Pull out every line of the data below that contains the word "jacket", copying each one unchanged.

>> begin

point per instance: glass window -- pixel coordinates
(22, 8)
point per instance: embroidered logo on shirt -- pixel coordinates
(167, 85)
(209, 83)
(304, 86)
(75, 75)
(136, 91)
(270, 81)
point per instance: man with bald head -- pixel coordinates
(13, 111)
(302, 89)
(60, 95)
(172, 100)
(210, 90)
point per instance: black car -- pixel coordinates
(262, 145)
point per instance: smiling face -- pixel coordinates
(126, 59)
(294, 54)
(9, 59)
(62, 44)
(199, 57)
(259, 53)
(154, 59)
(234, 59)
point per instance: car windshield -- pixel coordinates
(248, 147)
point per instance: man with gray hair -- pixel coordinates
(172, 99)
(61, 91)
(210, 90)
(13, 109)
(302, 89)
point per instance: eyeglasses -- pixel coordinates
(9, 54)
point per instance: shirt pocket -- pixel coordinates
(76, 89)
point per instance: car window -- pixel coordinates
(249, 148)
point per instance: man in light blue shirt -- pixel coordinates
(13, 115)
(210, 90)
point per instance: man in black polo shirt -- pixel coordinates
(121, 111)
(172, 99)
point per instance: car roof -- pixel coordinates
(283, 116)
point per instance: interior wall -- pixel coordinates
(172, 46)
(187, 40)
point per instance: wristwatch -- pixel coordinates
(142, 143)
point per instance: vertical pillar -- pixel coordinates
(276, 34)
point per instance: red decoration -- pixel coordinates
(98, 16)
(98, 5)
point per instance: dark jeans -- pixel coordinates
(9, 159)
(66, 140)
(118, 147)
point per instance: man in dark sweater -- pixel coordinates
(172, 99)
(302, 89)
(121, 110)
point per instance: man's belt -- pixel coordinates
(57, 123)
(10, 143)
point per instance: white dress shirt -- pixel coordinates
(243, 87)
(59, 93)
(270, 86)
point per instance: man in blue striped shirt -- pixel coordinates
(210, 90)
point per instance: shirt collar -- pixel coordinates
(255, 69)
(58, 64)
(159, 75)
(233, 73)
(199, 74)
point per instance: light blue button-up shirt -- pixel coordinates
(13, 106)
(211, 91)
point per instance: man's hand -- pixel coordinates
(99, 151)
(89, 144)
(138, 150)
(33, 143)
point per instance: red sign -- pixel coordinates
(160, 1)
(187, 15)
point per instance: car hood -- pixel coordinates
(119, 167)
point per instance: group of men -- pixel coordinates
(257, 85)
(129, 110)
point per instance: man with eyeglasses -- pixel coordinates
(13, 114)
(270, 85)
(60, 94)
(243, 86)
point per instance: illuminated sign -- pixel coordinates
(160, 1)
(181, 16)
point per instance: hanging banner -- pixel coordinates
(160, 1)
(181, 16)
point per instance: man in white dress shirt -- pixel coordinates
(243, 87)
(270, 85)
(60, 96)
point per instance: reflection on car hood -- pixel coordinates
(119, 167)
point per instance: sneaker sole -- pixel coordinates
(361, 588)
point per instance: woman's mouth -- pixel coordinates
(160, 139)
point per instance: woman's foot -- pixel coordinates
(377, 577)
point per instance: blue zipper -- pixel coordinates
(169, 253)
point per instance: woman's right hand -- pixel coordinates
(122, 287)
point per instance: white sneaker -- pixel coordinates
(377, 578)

>> end
>> begin

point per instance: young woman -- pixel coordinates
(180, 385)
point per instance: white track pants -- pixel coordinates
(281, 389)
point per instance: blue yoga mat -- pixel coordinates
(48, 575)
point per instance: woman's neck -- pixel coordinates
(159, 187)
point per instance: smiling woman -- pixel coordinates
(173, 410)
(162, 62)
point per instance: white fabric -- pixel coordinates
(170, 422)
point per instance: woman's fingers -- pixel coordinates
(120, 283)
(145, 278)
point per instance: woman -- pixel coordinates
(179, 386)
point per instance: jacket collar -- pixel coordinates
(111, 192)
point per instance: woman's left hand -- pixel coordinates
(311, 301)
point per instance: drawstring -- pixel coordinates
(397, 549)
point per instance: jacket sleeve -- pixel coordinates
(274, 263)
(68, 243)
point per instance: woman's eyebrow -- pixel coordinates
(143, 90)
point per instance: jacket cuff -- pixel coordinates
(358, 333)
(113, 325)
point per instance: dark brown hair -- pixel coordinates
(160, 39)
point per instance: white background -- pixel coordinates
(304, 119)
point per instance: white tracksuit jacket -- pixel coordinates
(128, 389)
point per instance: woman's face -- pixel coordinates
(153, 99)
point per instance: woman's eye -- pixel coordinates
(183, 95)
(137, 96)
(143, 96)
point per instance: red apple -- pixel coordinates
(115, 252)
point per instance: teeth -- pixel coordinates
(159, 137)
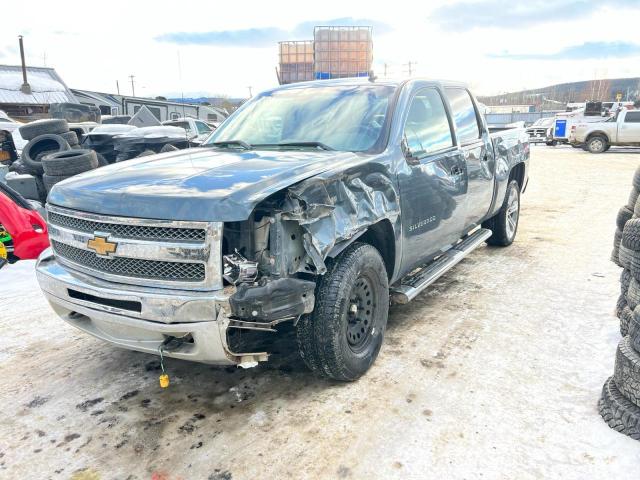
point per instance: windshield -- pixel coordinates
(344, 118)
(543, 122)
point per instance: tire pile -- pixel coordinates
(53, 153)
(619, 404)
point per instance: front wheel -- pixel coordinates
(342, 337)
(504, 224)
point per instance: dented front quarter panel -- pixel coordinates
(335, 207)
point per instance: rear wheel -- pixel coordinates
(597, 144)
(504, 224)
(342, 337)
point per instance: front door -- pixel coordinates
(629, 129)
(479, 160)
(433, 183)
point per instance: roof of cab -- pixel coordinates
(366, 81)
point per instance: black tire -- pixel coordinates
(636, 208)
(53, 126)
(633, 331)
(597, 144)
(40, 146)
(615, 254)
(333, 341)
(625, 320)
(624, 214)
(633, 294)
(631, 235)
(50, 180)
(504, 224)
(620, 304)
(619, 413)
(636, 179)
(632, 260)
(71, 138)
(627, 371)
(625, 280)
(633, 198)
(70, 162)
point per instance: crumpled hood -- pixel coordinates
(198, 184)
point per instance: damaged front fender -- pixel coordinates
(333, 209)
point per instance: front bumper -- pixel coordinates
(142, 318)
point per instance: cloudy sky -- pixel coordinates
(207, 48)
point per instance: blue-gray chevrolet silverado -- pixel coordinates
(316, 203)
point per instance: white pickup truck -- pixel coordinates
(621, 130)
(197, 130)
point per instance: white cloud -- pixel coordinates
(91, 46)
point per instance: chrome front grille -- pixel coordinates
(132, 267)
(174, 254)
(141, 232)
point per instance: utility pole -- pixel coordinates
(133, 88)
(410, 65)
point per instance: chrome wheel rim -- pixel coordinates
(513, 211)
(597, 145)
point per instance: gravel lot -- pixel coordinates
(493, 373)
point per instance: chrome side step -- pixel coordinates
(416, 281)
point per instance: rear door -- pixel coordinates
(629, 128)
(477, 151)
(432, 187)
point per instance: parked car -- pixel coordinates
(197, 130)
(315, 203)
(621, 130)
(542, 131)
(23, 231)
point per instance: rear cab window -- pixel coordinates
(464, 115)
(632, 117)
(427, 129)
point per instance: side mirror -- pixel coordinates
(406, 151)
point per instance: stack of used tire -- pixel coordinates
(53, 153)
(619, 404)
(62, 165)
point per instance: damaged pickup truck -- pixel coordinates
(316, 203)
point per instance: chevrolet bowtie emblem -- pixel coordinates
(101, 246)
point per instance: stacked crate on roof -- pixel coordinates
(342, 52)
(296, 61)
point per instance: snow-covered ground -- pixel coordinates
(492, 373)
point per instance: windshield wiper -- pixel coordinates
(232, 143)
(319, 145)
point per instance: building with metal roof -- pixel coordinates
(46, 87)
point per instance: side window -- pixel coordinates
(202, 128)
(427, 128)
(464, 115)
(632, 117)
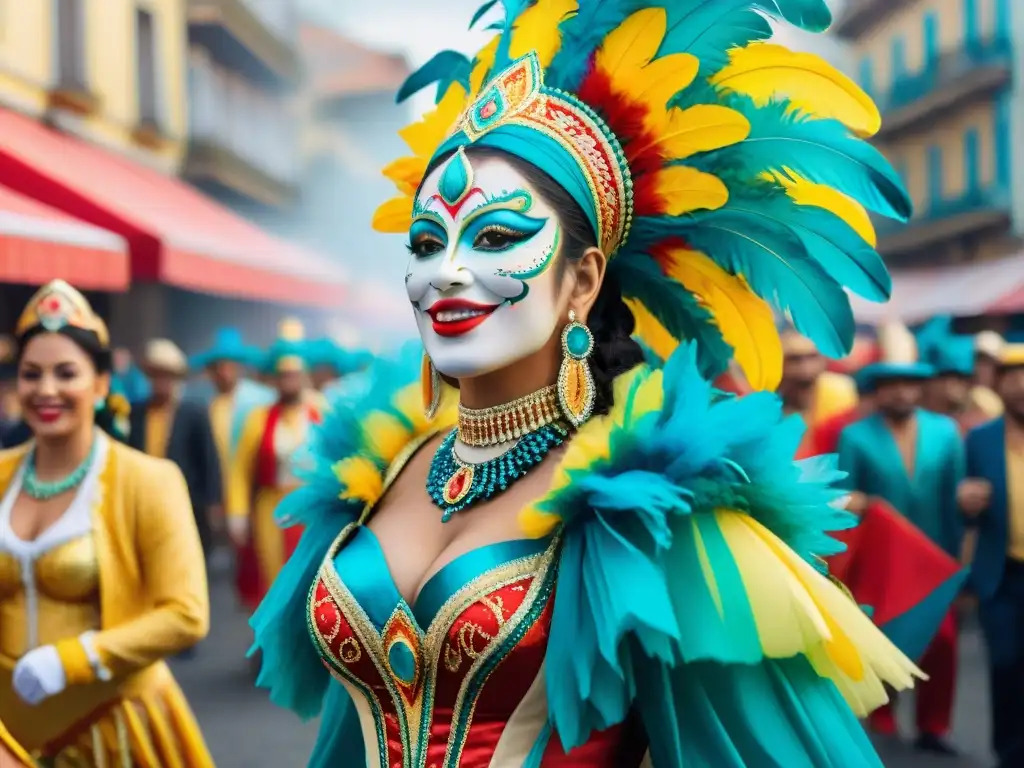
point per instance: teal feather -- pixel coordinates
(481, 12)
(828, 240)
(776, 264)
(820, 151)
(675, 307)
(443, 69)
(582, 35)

>> end

Written answer
point per instance: jacket collar -- pixel coordinates
point per instance: jacket sleeve -- pixel coordinates
point per instance: jacket cuff -- pixel coordinates
point per instance: white tracksuit jacket -- pixel coordinates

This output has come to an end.